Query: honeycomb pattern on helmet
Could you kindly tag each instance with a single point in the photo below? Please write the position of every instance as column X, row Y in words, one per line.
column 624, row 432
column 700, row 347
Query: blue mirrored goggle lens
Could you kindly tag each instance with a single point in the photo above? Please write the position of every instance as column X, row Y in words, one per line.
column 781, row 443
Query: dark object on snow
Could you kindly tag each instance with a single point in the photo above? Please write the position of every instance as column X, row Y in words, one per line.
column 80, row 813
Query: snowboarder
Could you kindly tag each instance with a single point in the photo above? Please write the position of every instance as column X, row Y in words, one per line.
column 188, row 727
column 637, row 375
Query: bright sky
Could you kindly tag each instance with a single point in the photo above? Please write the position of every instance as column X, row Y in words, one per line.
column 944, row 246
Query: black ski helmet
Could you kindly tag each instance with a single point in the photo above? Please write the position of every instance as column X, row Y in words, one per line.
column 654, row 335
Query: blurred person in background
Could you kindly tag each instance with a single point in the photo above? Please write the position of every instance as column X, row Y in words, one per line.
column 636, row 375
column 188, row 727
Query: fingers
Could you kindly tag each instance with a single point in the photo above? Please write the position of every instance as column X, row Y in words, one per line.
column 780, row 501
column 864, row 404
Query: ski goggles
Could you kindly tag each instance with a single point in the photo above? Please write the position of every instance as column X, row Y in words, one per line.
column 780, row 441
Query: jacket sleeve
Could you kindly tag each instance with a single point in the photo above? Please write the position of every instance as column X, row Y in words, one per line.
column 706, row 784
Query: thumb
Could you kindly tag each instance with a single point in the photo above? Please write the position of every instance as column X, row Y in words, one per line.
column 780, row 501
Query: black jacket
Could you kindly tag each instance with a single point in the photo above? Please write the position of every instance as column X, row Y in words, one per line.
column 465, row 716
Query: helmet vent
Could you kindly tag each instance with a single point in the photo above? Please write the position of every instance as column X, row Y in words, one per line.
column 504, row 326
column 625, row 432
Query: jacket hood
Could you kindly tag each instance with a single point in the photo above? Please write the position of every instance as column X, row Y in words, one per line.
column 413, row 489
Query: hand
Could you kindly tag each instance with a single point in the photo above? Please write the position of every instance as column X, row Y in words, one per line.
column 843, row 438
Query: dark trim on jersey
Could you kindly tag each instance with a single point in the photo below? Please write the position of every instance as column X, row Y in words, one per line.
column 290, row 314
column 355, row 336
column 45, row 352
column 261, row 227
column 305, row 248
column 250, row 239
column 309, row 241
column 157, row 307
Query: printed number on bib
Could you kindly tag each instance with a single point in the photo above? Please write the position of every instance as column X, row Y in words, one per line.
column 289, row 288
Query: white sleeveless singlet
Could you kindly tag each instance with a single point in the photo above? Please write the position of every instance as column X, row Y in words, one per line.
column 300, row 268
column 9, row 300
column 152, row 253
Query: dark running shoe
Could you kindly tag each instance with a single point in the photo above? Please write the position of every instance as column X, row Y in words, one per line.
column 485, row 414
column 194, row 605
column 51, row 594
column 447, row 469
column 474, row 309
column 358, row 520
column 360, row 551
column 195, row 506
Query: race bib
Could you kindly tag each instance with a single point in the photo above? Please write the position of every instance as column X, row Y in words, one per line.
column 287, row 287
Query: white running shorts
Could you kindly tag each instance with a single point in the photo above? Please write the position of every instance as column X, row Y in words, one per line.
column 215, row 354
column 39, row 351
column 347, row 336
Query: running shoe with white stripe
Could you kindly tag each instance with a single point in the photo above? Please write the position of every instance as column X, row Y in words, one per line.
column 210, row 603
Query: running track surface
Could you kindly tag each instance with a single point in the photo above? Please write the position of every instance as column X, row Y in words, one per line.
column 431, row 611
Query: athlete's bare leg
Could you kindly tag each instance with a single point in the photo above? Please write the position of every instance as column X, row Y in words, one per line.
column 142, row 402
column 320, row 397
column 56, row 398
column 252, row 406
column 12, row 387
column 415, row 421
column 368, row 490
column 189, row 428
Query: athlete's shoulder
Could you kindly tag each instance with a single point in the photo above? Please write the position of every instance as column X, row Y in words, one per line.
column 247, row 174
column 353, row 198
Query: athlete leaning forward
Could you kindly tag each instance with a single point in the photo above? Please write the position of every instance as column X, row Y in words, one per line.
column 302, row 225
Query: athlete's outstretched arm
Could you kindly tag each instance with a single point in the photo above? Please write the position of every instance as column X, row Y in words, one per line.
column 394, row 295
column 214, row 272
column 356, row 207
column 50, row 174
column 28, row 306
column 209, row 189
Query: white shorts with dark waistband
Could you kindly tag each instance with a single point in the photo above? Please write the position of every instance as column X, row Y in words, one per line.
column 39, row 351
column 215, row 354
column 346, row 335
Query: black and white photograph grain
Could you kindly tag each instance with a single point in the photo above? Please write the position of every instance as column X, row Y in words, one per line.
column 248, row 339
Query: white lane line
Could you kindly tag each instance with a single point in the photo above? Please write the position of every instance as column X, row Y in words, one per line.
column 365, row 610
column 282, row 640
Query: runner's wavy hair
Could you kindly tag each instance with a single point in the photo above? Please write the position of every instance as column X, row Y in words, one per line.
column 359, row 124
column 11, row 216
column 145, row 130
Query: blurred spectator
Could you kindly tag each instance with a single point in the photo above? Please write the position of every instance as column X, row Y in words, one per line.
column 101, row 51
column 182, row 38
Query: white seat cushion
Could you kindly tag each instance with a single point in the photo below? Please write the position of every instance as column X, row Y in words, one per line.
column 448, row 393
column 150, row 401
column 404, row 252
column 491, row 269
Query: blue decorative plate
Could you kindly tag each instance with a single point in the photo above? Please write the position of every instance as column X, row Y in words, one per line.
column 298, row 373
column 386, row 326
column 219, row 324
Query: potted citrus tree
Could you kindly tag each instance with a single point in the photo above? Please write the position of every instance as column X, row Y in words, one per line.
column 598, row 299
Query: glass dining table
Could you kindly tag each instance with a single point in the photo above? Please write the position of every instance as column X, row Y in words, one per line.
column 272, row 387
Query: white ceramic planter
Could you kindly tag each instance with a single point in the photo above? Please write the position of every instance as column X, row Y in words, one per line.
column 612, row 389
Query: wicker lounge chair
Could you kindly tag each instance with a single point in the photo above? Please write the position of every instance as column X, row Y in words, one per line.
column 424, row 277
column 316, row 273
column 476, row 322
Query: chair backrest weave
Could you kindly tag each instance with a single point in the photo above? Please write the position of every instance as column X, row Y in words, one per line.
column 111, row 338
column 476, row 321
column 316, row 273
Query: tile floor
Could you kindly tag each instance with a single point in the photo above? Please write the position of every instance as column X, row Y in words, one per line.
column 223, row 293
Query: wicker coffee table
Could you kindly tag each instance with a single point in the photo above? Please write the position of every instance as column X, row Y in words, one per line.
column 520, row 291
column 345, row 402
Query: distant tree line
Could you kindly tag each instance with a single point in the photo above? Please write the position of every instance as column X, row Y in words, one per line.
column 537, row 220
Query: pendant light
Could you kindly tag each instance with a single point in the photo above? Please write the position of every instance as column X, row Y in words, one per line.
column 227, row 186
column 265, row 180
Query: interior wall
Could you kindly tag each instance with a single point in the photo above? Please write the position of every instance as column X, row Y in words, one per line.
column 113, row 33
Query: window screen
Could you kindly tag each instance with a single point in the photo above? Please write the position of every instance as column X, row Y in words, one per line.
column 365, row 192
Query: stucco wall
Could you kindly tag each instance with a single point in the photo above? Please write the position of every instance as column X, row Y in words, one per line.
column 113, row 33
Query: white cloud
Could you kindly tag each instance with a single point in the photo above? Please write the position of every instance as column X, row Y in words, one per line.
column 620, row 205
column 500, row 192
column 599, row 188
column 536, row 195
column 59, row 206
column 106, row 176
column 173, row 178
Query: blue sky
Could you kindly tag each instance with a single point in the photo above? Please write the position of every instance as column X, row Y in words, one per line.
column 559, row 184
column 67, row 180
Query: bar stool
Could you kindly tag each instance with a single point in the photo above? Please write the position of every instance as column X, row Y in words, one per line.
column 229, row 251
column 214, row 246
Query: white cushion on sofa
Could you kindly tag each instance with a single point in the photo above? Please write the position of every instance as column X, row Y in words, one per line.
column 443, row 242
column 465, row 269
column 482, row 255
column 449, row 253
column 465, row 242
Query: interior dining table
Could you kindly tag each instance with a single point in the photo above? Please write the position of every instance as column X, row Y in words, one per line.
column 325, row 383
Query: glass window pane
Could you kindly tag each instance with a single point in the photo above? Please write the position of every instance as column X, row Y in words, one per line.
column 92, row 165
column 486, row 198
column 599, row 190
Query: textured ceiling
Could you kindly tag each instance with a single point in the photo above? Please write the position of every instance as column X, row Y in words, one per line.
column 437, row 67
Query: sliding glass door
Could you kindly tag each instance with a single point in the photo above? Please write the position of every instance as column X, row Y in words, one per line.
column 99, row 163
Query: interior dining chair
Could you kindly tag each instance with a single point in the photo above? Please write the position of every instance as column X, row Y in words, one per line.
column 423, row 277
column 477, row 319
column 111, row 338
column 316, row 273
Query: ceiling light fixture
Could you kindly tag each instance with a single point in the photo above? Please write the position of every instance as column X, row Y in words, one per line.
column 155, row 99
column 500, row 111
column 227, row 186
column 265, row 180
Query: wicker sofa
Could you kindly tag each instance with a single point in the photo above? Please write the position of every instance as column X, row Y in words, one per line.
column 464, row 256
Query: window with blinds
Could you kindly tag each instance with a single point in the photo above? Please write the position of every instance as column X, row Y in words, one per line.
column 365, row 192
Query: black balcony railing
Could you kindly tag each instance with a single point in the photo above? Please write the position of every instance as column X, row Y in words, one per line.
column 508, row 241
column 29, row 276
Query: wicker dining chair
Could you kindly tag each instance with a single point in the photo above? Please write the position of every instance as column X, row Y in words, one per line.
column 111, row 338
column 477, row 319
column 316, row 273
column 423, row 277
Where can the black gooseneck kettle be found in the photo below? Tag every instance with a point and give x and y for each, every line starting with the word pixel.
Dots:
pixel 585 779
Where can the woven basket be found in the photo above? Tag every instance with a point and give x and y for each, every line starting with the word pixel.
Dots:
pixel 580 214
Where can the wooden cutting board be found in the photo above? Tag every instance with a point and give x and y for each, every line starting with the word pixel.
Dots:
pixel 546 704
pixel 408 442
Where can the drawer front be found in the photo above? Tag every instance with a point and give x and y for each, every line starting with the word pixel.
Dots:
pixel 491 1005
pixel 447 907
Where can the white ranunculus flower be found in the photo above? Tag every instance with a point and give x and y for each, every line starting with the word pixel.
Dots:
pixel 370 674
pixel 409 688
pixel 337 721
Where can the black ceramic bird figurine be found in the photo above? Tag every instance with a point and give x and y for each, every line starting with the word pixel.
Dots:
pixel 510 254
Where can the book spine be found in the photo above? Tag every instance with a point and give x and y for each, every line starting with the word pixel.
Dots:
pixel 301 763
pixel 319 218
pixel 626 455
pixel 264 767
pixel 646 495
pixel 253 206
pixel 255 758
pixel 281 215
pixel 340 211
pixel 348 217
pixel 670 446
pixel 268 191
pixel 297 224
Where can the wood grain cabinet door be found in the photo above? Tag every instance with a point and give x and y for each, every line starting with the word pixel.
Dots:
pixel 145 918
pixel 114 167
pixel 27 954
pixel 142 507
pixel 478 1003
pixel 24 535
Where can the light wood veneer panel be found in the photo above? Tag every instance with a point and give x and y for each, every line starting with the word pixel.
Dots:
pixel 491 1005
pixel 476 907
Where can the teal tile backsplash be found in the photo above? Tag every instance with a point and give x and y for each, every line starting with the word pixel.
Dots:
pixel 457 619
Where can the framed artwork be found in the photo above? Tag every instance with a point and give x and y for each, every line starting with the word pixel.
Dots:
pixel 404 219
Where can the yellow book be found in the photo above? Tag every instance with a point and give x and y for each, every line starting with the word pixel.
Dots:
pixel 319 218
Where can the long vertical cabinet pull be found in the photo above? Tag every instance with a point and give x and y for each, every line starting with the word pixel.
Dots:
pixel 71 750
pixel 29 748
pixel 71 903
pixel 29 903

§ Description of the task: Above are the records; repeat exactly the lines from the one holding "Query: tile floor" down to the one holding "Query: pendant light", end lines included.

§ Completed exercise:
Query: tile floor
Could you kindly tag each instance with a single point in the photo above? Please write the position of every instance as column X, row Y in words, one per line.
column 223, row 293
Query: wicker coffee table
Could you kindly tag each instance with a single point in the photo above? Please write the position of every instance as column X, row Y in words, one per line.
column 520, row 291
column 345, row 402
Query: distant tree line
Could you kindly tag each instance with a single point in the photo above? Please write the position of every instance as column X, row Y in words, one per line.
column 537, row 220
Query: pendant light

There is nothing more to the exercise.